Extracted text:

Hermann Rauschning

German politician (1887-1982)

Hermann Rauschning (7 August 18878 February 1982) was a German Conservative Revolutionary who briefly joined the National Socialist German Workers Party before breaking with them. In 1934 he renounced NSDAP party membership and in 1936 emigrated from Germany (eventually settling in the United States) and began openly denouncing Nazism. Rauschning is chiefly known for his book Gespräche mit Hitler (Conversations with Hitler), US title Voice of Destruction, UK title Hitler Speaks, in which he claimed to have had many meetings and conversations with Adolf Hitler.

It is against their own insoluble problem of being human that the dull and base in humanity are in revolt in anti-Semitism. Judaism, nevertheless, together with Hellenism and Christianity is an inalienable component of our Christian Western civilization, the eternal " call to Sinai" against which humanity again and again rebels.

Quotes edit

  • It is against their own insoluble problem of being human that the dull and base in humanity are in revolt in anti-Semitism. Judaism, nevertheless, together with Hellenism and Christianity is an inalienable component of our Christian Western civilization, the eternal " call to Sinai" against which humanity again and again rebels.
    • The Beast From the Abyss (1941), pp. 155-56.

The Revolution of Nihilism: Warning to the West (1939) edit

The Revolution of Nihilism: Warning to the West (1939)

Task to carry out: According to the Hermann Rauschning page, what was the US title of his book Gespräche mit Hitler?

Supplied information:
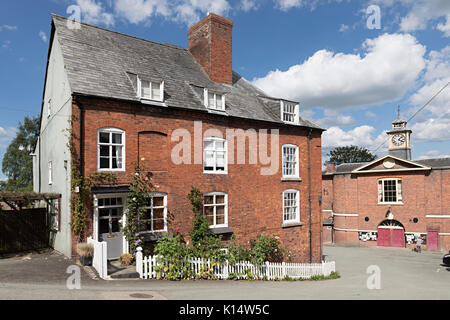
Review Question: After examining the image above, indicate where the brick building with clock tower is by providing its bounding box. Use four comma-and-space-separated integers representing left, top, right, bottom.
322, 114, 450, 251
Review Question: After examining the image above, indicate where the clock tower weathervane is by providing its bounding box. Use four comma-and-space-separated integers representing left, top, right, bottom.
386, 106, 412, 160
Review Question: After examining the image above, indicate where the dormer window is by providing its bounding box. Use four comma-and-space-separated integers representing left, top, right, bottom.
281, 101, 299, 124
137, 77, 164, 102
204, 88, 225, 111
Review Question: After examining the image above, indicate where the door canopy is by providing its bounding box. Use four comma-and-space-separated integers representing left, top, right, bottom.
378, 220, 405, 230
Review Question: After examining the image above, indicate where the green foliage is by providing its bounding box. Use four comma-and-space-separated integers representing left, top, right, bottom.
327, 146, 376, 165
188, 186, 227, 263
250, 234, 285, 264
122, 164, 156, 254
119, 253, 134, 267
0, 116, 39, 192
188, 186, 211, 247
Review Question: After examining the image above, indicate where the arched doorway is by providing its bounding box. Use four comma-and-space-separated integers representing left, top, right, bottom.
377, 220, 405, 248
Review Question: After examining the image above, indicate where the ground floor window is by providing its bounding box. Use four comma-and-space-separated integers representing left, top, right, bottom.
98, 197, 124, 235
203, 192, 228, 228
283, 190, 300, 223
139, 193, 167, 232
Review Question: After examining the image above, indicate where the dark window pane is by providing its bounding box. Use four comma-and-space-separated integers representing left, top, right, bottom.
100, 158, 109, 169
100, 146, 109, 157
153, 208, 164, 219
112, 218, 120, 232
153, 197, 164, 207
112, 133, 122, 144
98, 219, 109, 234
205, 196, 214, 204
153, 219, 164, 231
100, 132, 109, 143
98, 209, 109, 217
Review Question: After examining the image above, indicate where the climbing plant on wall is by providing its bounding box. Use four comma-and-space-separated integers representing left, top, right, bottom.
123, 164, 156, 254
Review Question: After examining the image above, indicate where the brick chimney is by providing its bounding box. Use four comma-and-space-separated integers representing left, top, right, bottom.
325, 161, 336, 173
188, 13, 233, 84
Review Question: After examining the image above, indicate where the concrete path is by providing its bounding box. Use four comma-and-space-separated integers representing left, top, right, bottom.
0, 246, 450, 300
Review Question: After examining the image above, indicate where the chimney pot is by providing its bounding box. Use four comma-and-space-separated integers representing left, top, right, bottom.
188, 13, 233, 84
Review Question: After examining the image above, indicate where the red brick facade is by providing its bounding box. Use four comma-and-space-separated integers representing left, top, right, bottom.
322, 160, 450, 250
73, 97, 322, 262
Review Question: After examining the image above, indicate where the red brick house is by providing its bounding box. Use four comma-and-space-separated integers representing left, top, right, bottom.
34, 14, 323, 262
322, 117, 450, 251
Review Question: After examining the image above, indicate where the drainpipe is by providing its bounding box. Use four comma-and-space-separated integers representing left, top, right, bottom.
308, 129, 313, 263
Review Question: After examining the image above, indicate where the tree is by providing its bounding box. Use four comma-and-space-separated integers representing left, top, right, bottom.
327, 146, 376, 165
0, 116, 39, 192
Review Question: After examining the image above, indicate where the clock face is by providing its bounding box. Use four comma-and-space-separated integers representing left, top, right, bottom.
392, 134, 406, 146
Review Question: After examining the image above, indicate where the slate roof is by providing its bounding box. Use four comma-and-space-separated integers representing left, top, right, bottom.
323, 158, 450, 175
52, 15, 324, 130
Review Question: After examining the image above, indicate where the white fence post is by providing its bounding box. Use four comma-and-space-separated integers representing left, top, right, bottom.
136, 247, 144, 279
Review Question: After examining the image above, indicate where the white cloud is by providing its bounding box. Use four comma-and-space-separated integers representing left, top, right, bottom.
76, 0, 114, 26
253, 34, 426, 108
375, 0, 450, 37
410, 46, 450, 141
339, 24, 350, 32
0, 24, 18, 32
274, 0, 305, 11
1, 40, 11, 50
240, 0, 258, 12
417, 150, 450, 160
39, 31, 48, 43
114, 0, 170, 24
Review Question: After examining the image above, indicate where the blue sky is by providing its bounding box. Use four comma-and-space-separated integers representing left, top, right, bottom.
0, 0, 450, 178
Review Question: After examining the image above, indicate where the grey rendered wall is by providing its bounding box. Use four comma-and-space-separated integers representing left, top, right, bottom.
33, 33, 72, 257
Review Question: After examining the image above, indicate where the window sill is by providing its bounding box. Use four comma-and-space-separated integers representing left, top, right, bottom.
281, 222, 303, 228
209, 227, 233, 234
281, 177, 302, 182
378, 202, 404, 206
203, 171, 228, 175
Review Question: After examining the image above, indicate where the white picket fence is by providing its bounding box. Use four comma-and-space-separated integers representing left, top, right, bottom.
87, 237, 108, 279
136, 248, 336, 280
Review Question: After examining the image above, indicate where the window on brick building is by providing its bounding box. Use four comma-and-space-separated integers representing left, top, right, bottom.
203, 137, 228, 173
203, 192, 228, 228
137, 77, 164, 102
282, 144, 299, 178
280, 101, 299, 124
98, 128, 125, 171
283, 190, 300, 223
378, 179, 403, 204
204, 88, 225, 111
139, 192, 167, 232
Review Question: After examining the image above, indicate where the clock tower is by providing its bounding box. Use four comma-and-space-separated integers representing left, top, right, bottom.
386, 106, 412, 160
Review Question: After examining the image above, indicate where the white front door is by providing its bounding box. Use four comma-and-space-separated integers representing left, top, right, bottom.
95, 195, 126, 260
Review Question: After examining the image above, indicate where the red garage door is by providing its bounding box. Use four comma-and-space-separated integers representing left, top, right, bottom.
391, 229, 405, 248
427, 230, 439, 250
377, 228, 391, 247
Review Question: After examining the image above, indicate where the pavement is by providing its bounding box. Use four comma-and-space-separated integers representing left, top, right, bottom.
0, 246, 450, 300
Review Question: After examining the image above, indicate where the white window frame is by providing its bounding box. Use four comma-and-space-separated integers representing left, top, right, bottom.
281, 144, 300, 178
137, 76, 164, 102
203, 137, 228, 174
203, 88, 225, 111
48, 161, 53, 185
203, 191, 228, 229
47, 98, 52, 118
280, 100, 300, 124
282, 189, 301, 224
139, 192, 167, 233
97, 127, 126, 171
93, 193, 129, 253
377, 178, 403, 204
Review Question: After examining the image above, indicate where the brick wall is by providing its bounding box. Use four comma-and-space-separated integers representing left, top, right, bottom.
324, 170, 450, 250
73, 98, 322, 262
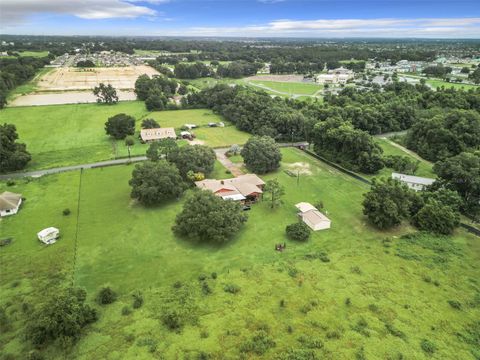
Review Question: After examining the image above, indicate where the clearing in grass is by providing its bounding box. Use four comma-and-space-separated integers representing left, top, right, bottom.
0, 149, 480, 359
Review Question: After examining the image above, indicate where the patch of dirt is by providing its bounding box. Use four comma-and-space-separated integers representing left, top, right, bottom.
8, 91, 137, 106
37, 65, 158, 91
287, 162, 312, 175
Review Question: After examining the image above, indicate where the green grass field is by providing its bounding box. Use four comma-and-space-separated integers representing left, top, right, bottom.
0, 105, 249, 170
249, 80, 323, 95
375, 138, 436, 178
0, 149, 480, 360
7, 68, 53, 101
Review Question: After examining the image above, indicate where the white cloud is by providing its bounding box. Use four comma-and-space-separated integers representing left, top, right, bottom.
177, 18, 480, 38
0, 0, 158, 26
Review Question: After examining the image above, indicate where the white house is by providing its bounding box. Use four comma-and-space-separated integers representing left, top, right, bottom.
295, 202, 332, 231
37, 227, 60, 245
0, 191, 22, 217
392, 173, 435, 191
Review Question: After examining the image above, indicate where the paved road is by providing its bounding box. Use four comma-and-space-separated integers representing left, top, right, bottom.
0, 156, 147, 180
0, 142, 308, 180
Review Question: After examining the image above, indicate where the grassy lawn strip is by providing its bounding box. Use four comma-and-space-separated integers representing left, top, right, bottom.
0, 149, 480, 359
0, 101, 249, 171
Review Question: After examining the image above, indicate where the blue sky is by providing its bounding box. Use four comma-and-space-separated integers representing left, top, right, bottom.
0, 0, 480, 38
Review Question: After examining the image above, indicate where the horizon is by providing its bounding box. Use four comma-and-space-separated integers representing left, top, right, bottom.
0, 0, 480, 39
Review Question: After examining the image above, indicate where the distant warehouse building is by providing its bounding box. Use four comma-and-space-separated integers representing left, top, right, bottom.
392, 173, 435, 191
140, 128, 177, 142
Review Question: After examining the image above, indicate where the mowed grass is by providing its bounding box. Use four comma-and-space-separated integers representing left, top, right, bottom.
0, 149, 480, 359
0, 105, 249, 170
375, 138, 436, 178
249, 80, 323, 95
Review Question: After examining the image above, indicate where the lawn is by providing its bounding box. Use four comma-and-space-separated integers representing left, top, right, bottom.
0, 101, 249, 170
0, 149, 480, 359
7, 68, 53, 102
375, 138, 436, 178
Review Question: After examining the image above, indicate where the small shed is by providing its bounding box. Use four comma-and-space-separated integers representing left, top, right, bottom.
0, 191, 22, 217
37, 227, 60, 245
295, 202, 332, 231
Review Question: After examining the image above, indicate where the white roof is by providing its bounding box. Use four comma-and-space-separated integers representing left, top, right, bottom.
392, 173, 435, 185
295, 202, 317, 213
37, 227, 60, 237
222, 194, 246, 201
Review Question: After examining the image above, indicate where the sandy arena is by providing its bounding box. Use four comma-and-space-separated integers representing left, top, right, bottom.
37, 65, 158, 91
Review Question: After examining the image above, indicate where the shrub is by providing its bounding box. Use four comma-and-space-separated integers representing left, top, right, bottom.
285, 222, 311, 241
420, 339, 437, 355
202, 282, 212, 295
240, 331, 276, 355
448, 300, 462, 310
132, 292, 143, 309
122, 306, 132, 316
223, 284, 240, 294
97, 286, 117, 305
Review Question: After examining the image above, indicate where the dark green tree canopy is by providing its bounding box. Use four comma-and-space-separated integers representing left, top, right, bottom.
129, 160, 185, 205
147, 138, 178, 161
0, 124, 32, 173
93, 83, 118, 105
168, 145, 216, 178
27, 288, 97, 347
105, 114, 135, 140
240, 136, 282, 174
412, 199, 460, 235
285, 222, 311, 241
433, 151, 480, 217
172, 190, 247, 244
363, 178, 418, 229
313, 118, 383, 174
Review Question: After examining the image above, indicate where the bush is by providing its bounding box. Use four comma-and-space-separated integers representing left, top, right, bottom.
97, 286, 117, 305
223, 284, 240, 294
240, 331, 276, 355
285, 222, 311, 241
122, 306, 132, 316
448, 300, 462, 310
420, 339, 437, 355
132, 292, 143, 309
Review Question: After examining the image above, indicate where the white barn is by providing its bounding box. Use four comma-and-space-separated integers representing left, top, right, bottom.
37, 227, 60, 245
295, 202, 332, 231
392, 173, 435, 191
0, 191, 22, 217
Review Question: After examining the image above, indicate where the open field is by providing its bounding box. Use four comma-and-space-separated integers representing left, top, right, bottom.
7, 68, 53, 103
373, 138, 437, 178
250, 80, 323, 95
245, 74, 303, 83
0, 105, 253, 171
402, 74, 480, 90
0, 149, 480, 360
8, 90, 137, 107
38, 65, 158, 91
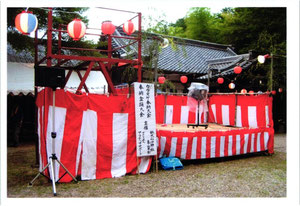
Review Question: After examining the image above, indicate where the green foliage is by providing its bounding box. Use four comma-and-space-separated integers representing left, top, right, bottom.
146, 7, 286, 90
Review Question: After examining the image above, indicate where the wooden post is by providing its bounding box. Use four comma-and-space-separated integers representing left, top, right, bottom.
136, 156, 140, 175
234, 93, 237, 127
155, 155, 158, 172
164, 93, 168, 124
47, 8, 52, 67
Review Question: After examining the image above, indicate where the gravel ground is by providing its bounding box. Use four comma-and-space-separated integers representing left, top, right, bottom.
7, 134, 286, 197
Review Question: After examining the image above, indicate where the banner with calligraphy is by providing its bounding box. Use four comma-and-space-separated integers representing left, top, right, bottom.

The result: Voice of Destruction